# [YOUR INSTRUCTIONS]
Reproduce the material below line for line, with no changes.

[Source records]
+ + + + +
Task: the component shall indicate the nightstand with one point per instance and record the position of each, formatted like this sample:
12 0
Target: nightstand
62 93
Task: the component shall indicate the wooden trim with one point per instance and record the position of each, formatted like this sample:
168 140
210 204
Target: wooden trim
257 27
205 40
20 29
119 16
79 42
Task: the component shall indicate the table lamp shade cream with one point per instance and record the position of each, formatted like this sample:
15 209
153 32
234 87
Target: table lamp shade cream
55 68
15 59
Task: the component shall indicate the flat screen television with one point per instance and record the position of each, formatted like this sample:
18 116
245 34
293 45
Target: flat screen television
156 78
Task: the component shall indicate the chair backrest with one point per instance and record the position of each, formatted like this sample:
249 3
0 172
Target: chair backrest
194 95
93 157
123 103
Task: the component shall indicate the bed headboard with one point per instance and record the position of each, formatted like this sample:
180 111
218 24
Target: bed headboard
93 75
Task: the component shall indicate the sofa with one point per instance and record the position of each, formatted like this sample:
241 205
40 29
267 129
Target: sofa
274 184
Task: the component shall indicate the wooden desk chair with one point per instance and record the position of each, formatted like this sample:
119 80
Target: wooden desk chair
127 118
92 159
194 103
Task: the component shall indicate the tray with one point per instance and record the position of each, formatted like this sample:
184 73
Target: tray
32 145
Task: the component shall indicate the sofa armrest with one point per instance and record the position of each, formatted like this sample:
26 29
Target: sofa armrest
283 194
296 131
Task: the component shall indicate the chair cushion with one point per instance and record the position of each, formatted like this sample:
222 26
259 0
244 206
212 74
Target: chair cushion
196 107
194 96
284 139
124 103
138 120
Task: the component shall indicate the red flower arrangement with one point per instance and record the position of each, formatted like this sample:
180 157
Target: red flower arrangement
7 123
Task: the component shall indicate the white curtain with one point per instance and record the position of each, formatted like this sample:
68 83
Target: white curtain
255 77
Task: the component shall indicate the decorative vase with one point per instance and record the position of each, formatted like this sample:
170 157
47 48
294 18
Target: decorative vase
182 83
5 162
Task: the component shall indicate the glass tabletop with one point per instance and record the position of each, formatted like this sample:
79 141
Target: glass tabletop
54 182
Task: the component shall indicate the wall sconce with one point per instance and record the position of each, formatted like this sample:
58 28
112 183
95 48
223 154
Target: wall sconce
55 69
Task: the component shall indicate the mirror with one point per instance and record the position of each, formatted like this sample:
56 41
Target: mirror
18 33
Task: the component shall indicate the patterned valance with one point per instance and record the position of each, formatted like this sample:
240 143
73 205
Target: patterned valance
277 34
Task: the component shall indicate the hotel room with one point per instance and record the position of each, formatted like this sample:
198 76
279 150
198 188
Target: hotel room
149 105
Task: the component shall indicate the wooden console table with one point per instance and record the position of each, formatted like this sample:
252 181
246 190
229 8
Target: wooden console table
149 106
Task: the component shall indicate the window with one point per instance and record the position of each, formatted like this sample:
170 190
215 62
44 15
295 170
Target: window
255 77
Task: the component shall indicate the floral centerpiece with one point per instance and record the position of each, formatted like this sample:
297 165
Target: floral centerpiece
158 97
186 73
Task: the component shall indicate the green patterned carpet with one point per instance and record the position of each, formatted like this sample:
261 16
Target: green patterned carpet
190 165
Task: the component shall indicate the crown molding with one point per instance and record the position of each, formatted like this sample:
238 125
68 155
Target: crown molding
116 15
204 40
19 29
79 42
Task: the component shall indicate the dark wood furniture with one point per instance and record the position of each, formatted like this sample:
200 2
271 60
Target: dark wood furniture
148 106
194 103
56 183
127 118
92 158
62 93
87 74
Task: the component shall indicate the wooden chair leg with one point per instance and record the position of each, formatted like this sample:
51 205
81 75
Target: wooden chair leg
+ + + + +
# [EXERCISE RESULT]
Task: the component shall indicate the nightstand with one point per instance and record the position of each, formatted like this sample:
12 0
Target: nightstand
62 93
Task: the component shall indicate the wooden trim with one point per instance and record the position of each, formatted like this sample:
168 140
210 204
Target: wooden trim
257 27
205 40
20 29
119 16
79 42
Task: the component shall indicate the table lamp shade cream with one point per instance and record the position of each, formatted like this sample:
15 209
153 32
234 87
Target: table lamp shade cream
55 68
15 59
Task: the component shall indicate the flat screen television with one point per instance and record the position of each, formatted like this sample:
18 116
245 34
293 45
Target: flat screen television
156 78
Task: the component shall indicate the chair backrest with one point per instance and record the position of each, formatted like this sample:
249 3
0 172
Target: chair backrest
194 95
93 157
123 103
Task: the component shall indicate the bed headboard with one point per instance and record the position of each, formatted like this sample:
180 111
218 24
Target: bed headboard
93 75
Task: the component shall indicate the sofa with one point per instance and record the position of each, formatted like this sample:
241 205
40 29
267 129
Target: sofa
274 184
Task: the component shall indicate the wooden desk chair with one point per instance and record the position of each, formatted like this sample:
119 80
Target: wooden desk chair
127 118
92 159
194 103
Task: the component shall indicate the tray with one point per instance and record the position of each, formatted like this sample:
184 73
Target: tray
32 145
Task: the component shall indicate the sofa armrest with one point per instance and record the position of each, formatted like this sample:
26 29
Target: sofa armrest
283 194
296 131
Task: the component shall indicate the chair cushion with one point per instance and record the position of each, formatted like this sample:
222 26
259 0
244 206
212 74
Target: chair cushion
196 107
194 96
284 139
124 103
138 120
Task: the component shall indicate the red flower arrangement with one point per instance and record the position of each, formatted like this sample:
180 157
Target: red flower arrangement
7 123
Task: the component shall indicate the white curtain with one point per instance and record the position of each, formatted like this sample:
68 83
Target: white curtain
255 77
Task: the component shall indicate the decorative vase with one point per instance and record the position of each, formatted like this sample:
170 157
47 48
294 18
Target: decorative vase
182 83
5 162
Task: the component shall indicate the glass tabletop with one point per instance and record the position of each, formatted like this sample:
79 141
Target: glass tabletop
54 182
Task: the component shall indicate the wall sconce with one point per instance and record the position of each, formatted like this sample:
58 28
112 183
95 48
223 154
Target: wall sconce
55 69
Task: the component shall indicate the mirror with one point per instance and record the position of each, formatted like this sample:
56 41
Target: mirror
18 33
Task: the component shall indicate the patterned valance with one point per instance and record the position of each, formatted like this sample:
240 143
73 205
Target: patterned valance
277 34
Task: the component shall indicate the hotel room with one point per instance and record the position of each, formatted like this sample:
198 76
279 150
198 188
Target: hotel room
149 105
Task: the component shall indicate the wooden console table with one point per instance and record the position of each, formatted like this sample:
252 181
246 190
229 8
Target: wooden console table
149 106
Task: the component shall indicate the window with one point per instance and record the position of each, formatted like this sample:
170 190
215 62
44 15
295 170
Target: window
255 77
Task: the component shall indicate the floral centerpiece with one point per instance and record the position of each, formatted like this sample:
297 165
Target: floral centerpiece
158 97
186 73
Task: the component shall indicate the green patterned carpet with one point per instance and record the position of each, formatted like this sample:
261 16
Target: green patterned carpet
190 165
Task: the component shall indicate the crown molding with one point per instance and record the position of each, formatted like this sample:
238 125
68 155
Target: crown molding
116 15
204 40
19 29
79 42
Task: the component shall indicate the dark wood furniture with one point per instance and record the position of each, formatted like this sample:
200 2
271 60
Target: dark wood furniture
148 106
194 103
56 183
127 118
92 158
62 93
87 74
Task: the component shall indicate the wooden chair leg with one point per instance and record the position of each, formatted like this sample:
51 205
81 75
Target: wooden chair leg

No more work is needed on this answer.